→ **TAREA 1**
En el fragmento sobre las primeras sociedades humanas, explica en una a tres oraciones por qué los asentamientos permanentes surgieron en determinadas regiones y cómo permitieron llegar a producir alimentos.
→ **TAREA 2**
Continúa el texto sobre las primeras sociedades humanas a partir de su última oración.

→ **FRAGMENTO DE TEXTO**
——————————
Señalábamos en el post “Las primeras sociedades humanas. 1” que los primeros asentamientos humanos de carácter permanente fueron la condición previa y no la consecuencia de la revolución agraria. Dichos asentamientos surgieron en regiones donde abundaban en estado silvestre especies alimenticias de plantas (cereales) y animales (vacas, ovejas, cerdos o cabras), idóneas para ser domesticadas. En estas zonas, sucesivas generaciones de comunidades de recolectores-cazadores pudieron adquirir, a lo largo de más de dos o tres milenios, los conocimientos necesarios sobre la vida vegetal y animal para, llegado el momento, producir sus propios alimentos Con toda probabilidad, la agricultura comenzó como una actividad incidental de las mujeres, tradicionalmente dedicadas a la recolección. Sólo de una manera lenta llegó a conquistar la posición de una actividad independiente y, finalmente, predominante. Junto a esta revolución agraria, muchas sociedades recolectoras-cazadoras se convirtieron en pueblos pastores y siguieron practicando un modo de vida nómada.
——————————
→ **DATOS PARA REVISIÓN**
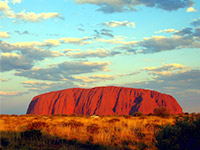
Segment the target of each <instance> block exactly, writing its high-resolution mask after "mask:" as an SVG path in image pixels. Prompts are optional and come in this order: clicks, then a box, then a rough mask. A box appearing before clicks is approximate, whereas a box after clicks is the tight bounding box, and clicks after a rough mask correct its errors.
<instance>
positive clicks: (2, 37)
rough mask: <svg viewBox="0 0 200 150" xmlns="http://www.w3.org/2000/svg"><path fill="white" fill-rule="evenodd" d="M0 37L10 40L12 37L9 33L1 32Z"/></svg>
mask: <svg viewBox="0 0 200 150" xmlns="http://www.w3.org/2000/svg"><path fill="white" fill-rule="evenodd" d="M0 37H1V38H9V37H10V35H8V32H0Z"/></svg>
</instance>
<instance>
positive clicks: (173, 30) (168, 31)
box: [155, 29, 176, 33]
mask: <svg viewBox="0 0 200 150" xmlns="http://www.w3.org/2000/svg"><path fill="white" fill-rule="evenodd" d="M163 32H164V33H174V32H176V30H175V29H165V30H160V31H157V32H155V33H163Z"/></svg>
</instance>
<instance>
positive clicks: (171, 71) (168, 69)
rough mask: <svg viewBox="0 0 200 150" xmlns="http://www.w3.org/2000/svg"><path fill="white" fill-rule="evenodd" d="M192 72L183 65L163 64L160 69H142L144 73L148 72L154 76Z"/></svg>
mask: <svg viewBox="0 0 200 150" xmlns="http://www.w3.org/2000/svg"><path fill="white" fill-rule="evenodd" d="M188 70H190V68H189V67H187V66H184V65H182V64H176V63H173V64H163V65H162V66H160V67H154V66H153V67H144V68H143V69H142V71H147V72H149V73H150V74H154V75H172V74H175V73H177V72H186V71H188Z"/></svg>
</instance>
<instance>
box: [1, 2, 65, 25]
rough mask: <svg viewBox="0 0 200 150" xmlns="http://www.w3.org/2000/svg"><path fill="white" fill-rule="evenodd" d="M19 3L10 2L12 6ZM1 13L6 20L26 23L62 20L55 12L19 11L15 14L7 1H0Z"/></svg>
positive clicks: (15, 21) (58, 13) (15, 12)
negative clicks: (2, 14) (26, 22)
mask: <svg viewBox="0 0 200 150" xmlns="http://www.w3.org/2000/svg"><path fill="white" fill-rule="evenodd" d="M20 2H21V1H20V0H14V1H12V3H13V4H15V3H20ZM1 11H2V12H3V14H4V16H5V17H7V18H11V19H17V20H22V21H26V22H41V21H44V20H47V19H50V18H62V17H61V15H60V14H59V13H57V12H48V13H46V12H43V13H38V14H36V13H34V12H25V11H21V12H20V13H16V12H14V11H13V10H12V9H11V8H10V7H9V6H8V1H0V12H1ZM14 22H16V20H14Z"/></svg>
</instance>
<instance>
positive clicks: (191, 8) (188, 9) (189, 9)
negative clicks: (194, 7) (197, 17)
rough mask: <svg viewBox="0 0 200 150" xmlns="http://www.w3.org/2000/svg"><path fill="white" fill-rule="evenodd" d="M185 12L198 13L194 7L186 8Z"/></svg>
mask: <svg viewBox="0 0 200 150" xmlns="http://www.w3.org/2000/svg"><path fill="white" fill-rule="evenodd" d="M187 12H198V10H196V9H194V7H188V9H187Z"/></svg>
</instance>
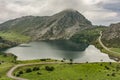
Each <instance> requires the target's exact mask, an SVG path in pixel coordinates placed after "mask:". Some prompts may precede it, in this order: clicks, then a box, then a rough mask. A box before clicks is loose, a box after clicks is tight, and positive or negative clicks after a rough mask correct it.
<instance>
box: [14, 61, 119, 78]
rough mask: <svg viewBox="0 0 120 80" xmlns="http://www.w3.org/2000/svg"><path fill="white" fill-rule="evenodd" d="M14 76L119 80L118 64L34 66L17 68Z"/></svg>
mask: <svg viewBox="0 0 120 80" xmlns="http://www.w3.org/2000/svg"><path fill="white" fill-rule="evenodd" d="M35 69H36V70H35ZM49 69H50V70H49ZM14 75H15V76H19V77H23V78H26V79H29V80H119V79H120V64H119V63H87V64H85V63H82V64H49V65H47V64H44V65H34V66H25V67H21V68H18V69H17V70H16V71H15V72H14Z"/></svg>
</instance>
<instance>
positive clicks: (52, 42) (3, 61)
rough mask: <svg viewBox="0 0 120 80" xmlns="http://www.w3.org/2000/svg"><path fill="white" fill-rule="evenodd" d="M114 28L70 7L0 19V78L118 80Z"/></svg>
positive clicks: (117, 25) (48, 79) (116, 27)
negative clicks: (56, 11) (9, 17)
mask: <svg viewBox="0 0 120 80" xmlns="http://www.w3.org/2000/svg"><path fill="white" fill-rule="evenodd" d="M119 31H120V24H119V23H117V24H112V25H110V26H109V27H108V26H97V25H93V24H92V23H91V22H90V21H89V20H88V19H86V18H85V17H84V16H83V15H82V14H81V13H79V12H78V11H76V10H73V9H67V10H63V11H61V12H59V13H56V14H54V15H52V16H23V17H20V18H16V19H13V20H8V21H6V22H4V23H1V24H0V50H1V51H0V52H1V54H0V80H14V79H15V77H17V78H16V79H17V80H24V78H25V79H29V80H39V79H41V80H96V79H98V80H103V79H108V80H110V79H111V80H118V79H119V78H120V77H119V74H120V65H119V63H118V62H116V61H119V59H120V54H119V53H120V44H119V41H120V35H119ZM100 32H101V34H100ZM105 53H107V54H105ZM116 58H117V60H116ZM115 60H116V61H115ZM3 68H4V69H3ZM13 68H14V70H13V71H11V72H8V71H9V70H12V69H13ZM36 68H37V69H36ZM8 74H9V75H8ZM70 75H72V76H70ZM11 76H12V77H11ZM9 77H10V78H9ZM18 78H20V79H18ZM22 78H23V79H22ZM35 78H36V79H35Z"/></svg>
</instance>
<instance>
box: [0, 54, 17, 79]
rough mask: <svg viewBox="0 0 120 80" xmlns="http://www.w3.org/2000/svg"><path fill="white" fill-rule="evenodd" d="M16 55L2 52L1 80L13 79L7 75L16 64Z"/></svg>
mask: <svg viewBox="0 0 120 80" xmlns="http://www.w3.org/2000/svg"><path fill="white" fill-rule="evenodd" d="M15 61H16V57H15V56H13V55H12V54H8V55H5V54H2V53H0V80H12V79H10V78H8V77H7V76H6V73H7V71H8V70H9V69H10V68H11V67H12V66H14V65H15Z"/></svg>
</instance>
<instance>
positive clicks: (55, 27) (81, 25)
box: [0, 10, 92, 40]
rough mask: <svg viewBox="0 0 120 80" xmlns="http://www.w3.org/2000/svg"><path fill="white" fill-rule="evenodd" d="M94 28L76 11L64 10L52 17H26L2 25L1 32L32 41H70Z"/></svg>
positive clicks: (0, 29) (12, 20)
mask: <svg viewBox="0 0 120 80" xmlns="http://www.w3.org/2000/svg"><path fill="white" fill-rule="evenodd" d="M90 27H92V24H91V22H90V21H89V20H87V19H86V18H85V17H84V16H83V15H82V14H80V13H79V12H78V11H76V10H64V11H61V12H59V13H57V14H55V15H52V16H42V17H40V16H25V17H21V18H17V19H13V20H9V21H6V22H4V23H2V24H0V31H4V32H14V33H15V34H16V32H17V33H19V34H22V35H27V36H30V37H32V40H55V39H69V38H70V37H71V36H72V35H74V34H75V33H77V32H79V31H81V30H84V29H87V28H90Z"/></svg>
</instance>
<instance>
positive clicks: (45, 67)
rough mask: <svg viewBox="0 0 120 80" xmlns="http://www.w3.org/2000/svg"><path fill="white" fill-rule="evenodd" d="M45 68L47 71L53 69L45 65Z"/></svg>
mask: <svg viewBox="0 0 120 80" xmlns="http://www.w3.org/2000/svg"><path fill="white" fill-rule="evenodd" d="M45 69H46V70H47V71H53V70H54V67H49V66H45Z"/></svg>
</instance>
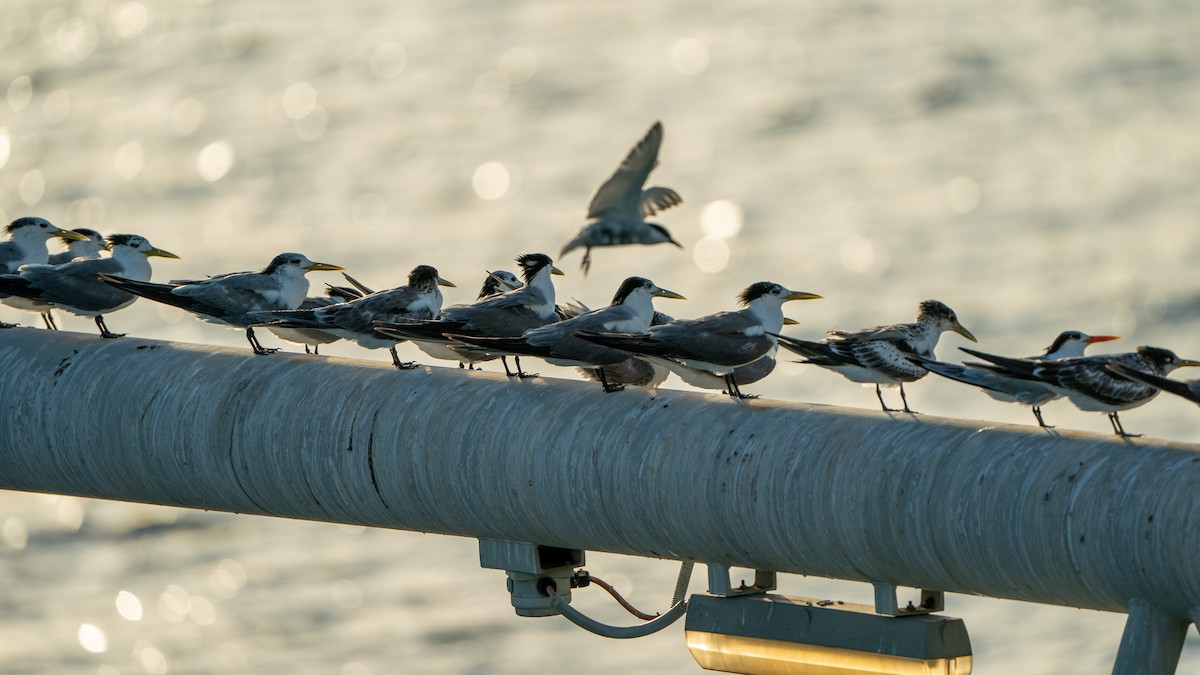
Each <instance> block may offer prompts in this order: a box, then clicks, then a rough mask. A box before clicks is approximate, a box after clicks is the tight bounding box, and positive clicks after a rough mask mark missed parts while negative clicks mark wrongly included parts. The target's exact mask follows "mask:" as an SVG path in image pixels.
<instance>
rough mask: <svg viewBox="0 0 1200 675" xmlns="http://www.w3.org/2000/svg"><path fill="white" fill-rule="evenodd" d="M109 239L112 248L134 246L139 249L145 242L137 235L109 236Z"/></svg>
mask: <svg viewBox="0 0 1200 675" xmlns="http://www.w3.org/2000/svg"><path fill="white" fill-rule="evenodd" d="M107 239H108V244H109V245H110V246H133V247H137V246H139V245H140V244H142V243H143V241H145V238H144V237H139V235H137V234H109V235H108V238H107Z"/></svg>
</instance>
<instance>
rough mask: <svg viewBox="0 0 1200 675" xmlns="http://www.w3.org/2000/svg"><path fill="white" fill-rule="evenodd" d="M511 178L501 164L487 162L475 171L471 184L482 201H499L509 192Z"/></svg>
mask: <svg viewBox="0 0 1200 675" xmlns="http://www.w3.org/2000/svg"><path fill="white" fill-rule="evenodd" d="M510 183H511V177H510V175H509V169H508V168H506V167H505V166H504V165H502V163H500V162H485V163H482V165H480V166H479V168H476V169H475V175H474V177H472V180H470V184H472V187H474V189H475V195H478V196H479V198H480V199H488V201H491V199H499V198H500V197H503V196H504V195H505V193H506V192H508V191H509V185H510Z"/></svg>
——————————
→ **RESPUESTA 1**
Los asentamientos surgieron en regiones donde abundaban en estado silvestre especies alimenticias idóneas para la domesticación: cereales y animales como vacas, ovejas, cerdos o cabras. En esas zonas, sucesivas generaciones de recolectores-cazadores adquirieron durante más de dos o tres milenios los conocimientos necesarios sobre la vida vegetal y animal para, llegado el momento, producir sus propios alimentos.

→ **RESPUESTA 2**
El tránsito hacia la economía productora de alimentos no fue el fruto de una evolución espontánea. Provino de la necesidad de comunidades recolectoras-cazadoras de sobrevivir en las nuevas condiciones ambientales impuestas por el fin de la última glaciación, hace aproximadamente 20.000 años. Dichas comunidades, encontraron en el cultivo de los campos y la cría de ganado la manera de compensar las deficiencias de la naturaleza y adaptarse al nuevo entorno natural. Este tránsito hacia la economía productora de alimentos tuvo lugar en diferentes lugares del planeta de manera independiente y en distintas fechas: en primer lugar, en la zona del Creciente fértil, en Oriente Próximo, desde la parte egipcia del valle del Nilo hasta Mesopotamia (8.500a.C) y, más tarde, en los valles fluviales de los ríos Indo y Ganges en La India (6.000 a.C), en los de los ríos Huang-Ho y Yangtze en China (5.000 a.C), en zonas de Europa (4.500 a.C) y África (3.000 a.C) y en las regiones mesoamericanas y andinas de América (2.500 a.C). (1)
La invención de la agricultura y la ganadería abrió un era de profundas transformaciones que marcaron la historia de la humanidad.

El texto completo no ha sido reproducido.